Request >> Please turn every line of the listing below into a numbered list, skipping blank lines and leaving the pictures out.

Source records:
====================
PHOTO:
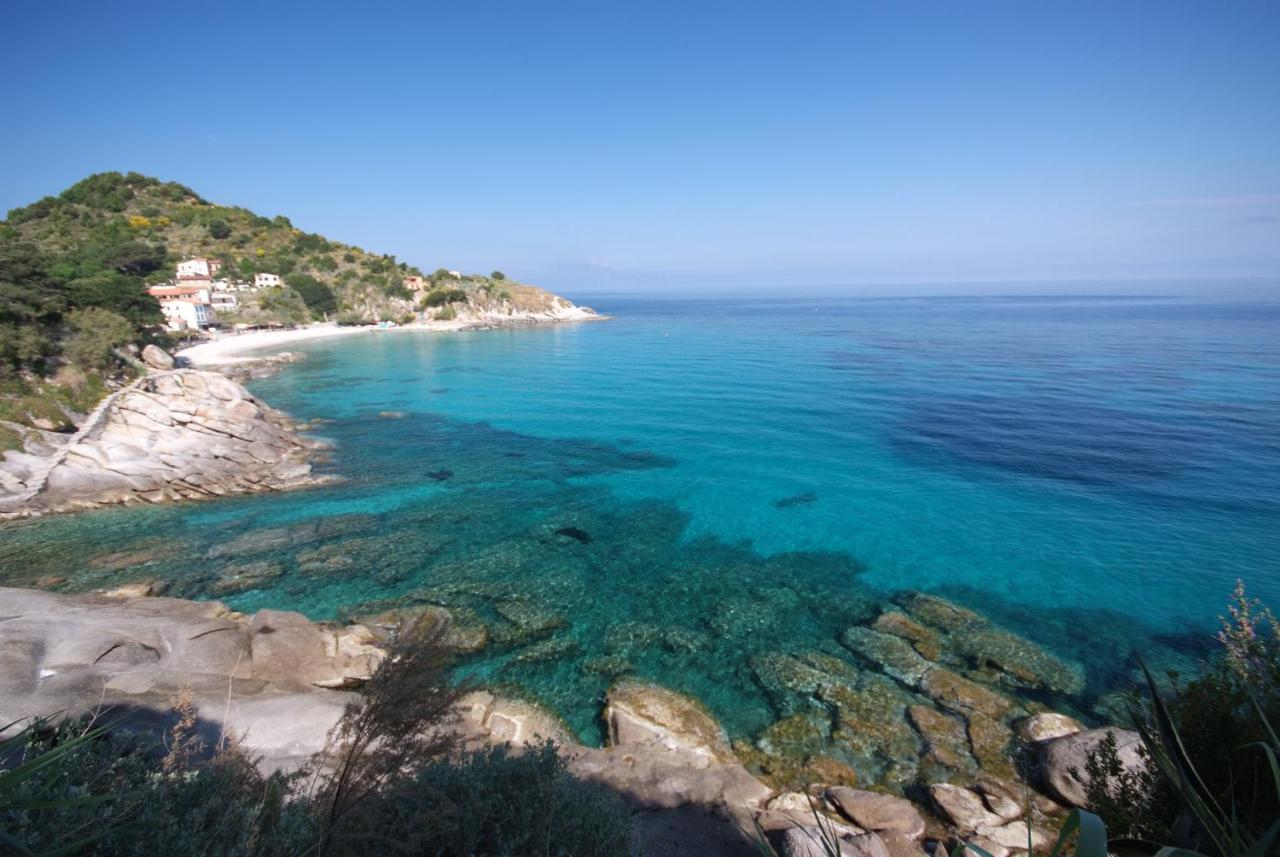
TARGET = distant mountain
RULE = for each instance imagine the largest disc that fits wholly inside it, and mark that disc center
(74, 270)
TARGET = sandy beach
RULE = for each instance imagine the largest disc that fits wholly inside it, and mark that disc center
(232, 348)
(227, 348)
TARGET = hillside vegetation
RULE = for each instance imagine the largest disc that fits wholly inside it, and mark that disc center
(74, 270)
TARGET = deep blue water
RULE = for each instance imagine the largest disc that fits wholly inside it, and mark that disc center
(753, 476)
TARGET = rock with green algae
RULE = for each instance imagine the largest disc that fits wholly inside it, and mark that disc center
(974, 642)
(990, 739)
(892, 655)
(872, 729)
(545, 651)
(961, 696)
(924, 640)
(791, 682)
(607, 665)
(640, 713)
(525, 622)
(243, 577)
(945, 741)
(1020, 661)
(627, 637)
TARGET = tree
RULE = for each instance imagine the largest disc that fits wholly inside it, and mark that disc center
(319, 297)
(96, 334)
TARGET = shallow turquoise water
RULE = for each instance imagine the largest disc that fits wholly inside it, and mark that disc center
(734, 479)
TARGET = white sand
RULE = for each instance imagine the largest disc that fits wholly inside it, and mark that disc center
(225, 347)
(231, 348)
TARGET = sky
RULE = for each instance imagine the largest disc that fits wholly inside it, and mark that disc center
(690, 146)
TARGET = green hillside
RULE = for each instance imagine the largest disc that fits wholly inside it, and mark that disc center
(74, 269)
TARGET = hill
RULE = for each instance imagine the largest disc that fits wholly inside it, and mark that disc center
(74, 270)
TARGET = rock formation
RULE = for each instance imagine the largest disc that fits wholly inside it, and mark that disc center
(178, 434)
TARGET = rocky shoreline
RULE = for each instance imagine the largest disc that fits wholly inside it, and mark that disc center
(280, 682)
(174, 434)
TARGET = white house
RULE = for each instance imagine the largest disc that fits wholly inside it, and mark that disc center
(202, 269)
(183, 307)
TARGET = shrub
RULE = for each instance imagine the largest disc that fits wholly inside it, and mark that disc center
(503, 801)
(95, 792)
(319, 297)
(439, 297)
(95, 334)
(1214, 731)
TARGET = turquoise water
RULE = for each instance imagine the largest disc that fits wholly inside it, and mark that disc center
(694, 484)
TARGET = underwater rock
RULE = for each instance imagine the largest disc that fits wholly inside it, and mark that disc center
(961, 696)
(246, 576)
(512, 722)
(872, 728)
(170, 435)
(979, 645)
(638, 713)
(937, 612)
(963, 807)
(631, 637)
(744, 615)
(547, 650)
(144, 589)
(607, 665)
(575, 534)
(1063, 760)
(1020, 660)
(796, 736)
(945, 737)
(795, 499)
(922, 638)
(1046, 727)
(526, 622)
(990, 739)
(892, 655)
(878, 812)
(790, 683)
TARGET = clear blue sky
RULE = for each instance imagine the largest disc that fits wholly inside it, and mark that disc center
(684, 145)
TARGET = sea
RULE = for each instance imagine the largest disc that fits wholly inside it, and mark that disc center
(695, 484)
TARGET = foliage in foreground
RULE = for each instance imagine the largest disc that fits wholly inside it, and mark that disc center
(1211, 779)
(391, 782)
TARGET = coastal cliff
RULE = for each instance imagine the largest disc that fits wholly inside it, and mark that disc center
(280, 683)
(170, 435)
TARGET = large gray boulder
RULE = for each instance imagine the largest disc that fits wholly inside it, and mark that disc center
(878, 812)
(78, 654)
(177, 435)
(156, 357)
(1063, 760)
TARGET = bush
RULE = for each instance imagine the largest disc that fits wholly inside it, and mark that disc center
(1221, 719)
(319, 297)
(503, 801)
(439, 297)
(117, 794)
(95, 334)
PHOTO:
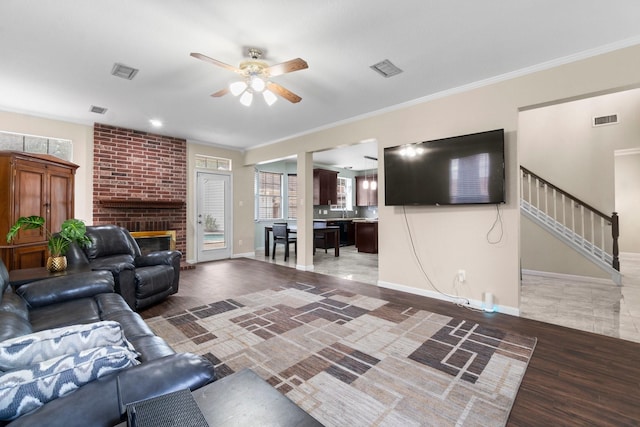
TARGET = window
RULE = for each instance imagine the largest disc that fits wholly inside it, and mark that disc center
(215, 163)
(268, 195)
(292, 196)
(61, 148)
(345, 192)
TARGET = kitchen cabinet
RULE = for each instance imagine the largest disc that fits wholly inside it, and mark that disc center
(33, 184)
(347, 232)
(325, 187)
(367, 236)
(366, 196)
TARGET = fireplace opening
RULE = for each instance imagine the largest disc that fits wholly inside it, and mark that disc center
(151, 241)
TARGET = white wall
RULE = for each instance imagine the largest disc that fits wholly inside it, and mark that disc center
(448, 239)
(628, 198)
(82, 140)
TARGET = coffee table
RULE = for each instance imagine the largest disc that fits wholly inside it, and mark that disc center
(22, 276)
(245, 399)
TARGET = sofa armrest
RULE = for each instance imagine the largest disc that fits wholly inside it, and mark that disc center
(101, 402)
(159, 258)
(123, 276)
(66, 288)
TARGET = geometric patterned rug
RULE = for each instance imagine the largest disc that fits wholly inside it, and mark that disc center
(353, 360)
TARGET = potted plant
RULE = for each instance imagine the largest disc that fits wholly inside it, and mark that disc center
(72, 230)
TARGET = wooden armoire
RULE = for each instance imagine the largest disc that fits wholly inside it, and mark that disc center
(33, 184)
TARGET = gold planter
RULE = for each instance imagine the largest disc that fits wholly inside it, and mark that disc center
====================
Solved exercise >>
1. PHOTO:
2. TARGET = distant mountain
3. RULE = for each instance imagine the largest disc that fits wholly inside it, and mark that disc center
4. (74, 270)
5. TARGET = sandy beach
6. RULE = for each instance imagine the largest disc that fits wholly inside it, and mark that disc center
7. (232, 348)
8. (227, 348)
9. TARGET = hillside vegetation
10. RULE = for each instance imagine the largest disc that fits wholly inside it, and mark that disc center
11. (74, 270)
12. TARGET = deep blue water
13. RULE = for each instance imagine the largest disc that fits wholly inside it, and mark that disc center
14. (753, 476)
15. TARGET = rock with green algae
16. RULE = for each instance imagine the largest disc that fits wholly inside it, and mark that disc center
17. (974, 642)
18. (990, 739)
19. (892, 655)
20. (872, 729)
21. (545, 651)
22. (961, 696)
23. (924, 640)
24. (791, 682)
25. (607, 665)
26. (640, 713)
27. (525, 622)
28. (243, 577)
29. (945, 741)
30. (1020, 661)
31. (627, 637)
32. TARGET = tree
33. RULE = for each instance imagine the largest disc that fits wholly inside it, and mark that disc center
34. (319, 297)
35. (96, 334)
36. TARGET = shallow turquoise water
37. RULE = for each instance imagine the largest disc that fits wholly inside it, and mark that disc center
38. (734, 479)
39. TARGET = white sand
40. RULE = for each instance imagine the largest disc that fits wholly inside it, and mark that disc center
41. (225, 347)
42. (231, 348)
43. TARGET = sky
44. RULE = for each instance imagine the largest disc that fits wholly inside it, and mark that disc center
45. (690, 146)
46. TARGET = green hillside
47. RULE = for each instance imagine the largest disc that fits wholly inside it, and mark that disc center
48. (74, 269)
49. TARGET = hill
50. RULE = for each instance imagine the largest disc that fits wholly inside it, and mark that disc center
51. (74, 270)
52. TARGET = rock formation
53. RULE = for each instance imagine the largest disc that fits wholly inside it, and mark that disc center
54. (178, 434)
55. TARGET = rocky shoreline
56. RULE = for each instance imagine the largest disc that fits wholly inside it, and mark that disc center
57. (280, 682)
58. (174, 434)
59. TARGET = white house
60. RULE = for each instance imagine the largest disc that fits wholly inside it, and mark that disc center
61. (202, 269)
62. (183, 307)
63. TARGET = shrub
64. RULE = for each instance imagine the largest disc that fits wholly inside it, and mark that disc center
65. (503, 801)
66. (95, 792)
67. (319, 297)
68. (439, 297)
69. (95, 334)
70. (1214, 731)
71. TARGET = turquoise water
72. RULE = for each instance imagine the largest disc that fits wholly inside it, and mark that disc center
73. (694, 484)
74. TARGET = underwater rock
75. RULE = for each instance imagine the largest disc that fits wholly inside it, and mark that disc center
76. (961, 696)
77. (246, 576)
78. (512, 722)
79. (872, 728)
80. (170, 435)
81. (979, 645)
82. (638, 713)
83. (937, 612)
84. (963, 807)
85. (631, 637)
86. (744, 615)
87. (547, 650)
88. (144, 589)
89. (607, 665)
90. (575, 534)
91. (1063, 760)
92. (1020, 660)
93. (796, 736)
94. (945, 737)
95. (795, 499)
96. (922, 638)
97. (1046, 727)
98. (526, 622)
99. (990, 739)
100. (892, 655)
101. (878, 812)
102. (790, 683)
103. TARGET = clear blue sky
104. RULE = for each instance imagine the largest disc that fits wholly inside it, and mark that disc center
105. (684, 145)
106. TARGET = sea
107. RULE = for each instance imagine the largest disc that fits wholly inside it, and mark that disc center
108. (695, 484)
109. TARGET = foliage in foreground
110. RULE = for each instance imagine the largest disc that fits wholly inside it, and mark that disc center
111. (1211, 779)
112. (391, 782)
113. TARGET = coastal cliff
114. RULE = for each instance imagine the largest disc that fits wholly inside it, and mark that disc center
115. (280, 683)
116. (170, 435)
117. TARGET = large gray boulder
118. RULE = for each instance imagine the largest disc that fits wholly inside it, and mark that disc center
119. (878, 812)
120. (78, 654)
121. (177, 435)
122. (156, 357)
123. (1063, 760)
124. TARGET = bush
125. RULE = for each instance imagine the largest disc that fits wholly inside it, and mark that disc center
126. (1221, 719)
127. (319, 297)
128. (503, 801)
129. (439, 297)
130. (117, 794)
131. (95, 334)
132. PHOTO:
133. TARGET = window
134. RULE = for each instance imagine the largest disc that fits wholly inside it, and mark that disc center
135. (215, 163)
136. (268, 195)
137. (292, 196)
138. (61, 148)
139. (345, 192)
140. TARGET = kitchen cabinet
141. RULE = for each instance imagine the largest disc that fits wholly inside it, and mark that disc center
142. (33, 184)
143. (347, 232)
144. (325, 187)
145. (367, 236)
146. (366, 196)
147. TARGET = fireplace opening
148. RULE = for each instance imagine the largest disc that fits wholly inside it, and mark that disc center
149. (151, 241)
150. TARGET = white wall
151. RULE = for each instance imagine the largest disc that fits wholly inside it, and mark that disc center
152. (448, 239)
153. (628, 198)
154. (82, 140)
155. TARGET = coffee table
156. RULE = for each instance imagine the largest disc that fits wholly inside it, and mark that disc center
157. (22, 276)
158. (245, 399)
159. TARGET = sofa armrest
160. RULE = for each instance imagine the largest disc that fits wholly inside it, and mark that disc center
161. (101, 402)
162. (159, 258)
163. (123, 276)
164. (66, 288)
165. TARGET = geometric patterned rug
166. RULE = for each instance imagine the largest disc that fits wholly inside it, and mark that disc center
167. (353, 360)
168. TARGET = potted plant
169. RULE = for each instance imagine the largest disc that fits wholly inside it, and mark that disc center
170. (72, 230)
171. TARGET = wooden armoire
172. RULE = for each instance imagine the largest disc that fits wholly inside it, and mark that disc center
173. (33, 184)
174. TARGET = gold planter
175. RULE = for each instance imagine the largest disc that fits wholly inside it, and mark that disc center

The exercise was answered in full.